» Given records
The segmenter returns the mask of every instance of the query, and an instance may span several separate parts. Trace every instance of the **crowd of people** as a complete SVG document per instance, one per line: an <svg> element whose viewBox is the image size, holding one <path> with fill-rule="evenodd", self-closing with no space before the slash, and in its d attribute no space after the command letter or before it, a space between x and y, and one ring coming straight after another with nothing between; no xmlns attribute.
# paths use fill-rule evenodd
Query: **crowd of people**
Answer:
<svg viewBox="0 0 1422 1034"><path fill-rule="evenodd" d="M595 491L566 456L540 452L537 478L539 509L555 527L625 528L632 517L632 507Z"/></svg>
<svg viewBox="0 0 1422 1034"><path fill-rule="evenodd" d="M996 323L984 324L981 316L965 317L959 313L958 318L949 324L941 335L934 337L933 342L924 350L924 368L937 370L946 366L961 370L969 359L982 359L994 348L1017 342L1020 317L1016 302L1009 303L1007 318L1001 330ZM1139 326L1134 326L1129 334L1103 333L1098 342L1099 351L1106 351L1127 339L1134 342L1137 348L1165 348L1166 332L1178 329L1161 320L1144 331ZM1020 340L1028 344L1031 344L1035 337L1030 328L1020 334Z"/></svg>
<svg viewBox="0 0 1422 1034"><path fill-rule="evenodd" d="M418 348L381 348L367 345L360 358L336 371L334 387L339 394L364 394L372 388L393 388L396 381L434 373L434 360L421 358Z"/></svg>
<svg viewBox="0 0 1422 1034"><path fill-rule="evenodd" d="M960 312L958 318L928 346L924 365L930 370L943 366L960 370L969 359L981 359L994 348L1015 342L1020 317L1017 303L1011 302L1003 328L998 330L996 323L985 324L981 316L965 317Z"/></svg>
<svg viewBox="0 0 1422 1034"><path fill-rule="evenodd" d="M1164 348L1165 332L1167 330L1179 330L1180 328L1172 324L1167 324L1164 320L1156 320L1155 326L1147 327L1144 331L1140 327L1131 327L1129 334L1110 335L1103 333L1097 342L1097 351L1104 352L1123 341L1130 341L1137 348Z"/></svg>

» Exercise aim
Using the string "crowd" as the search term, count the lines of the data above that hold it and report that number alone.

» Result for this exercise
2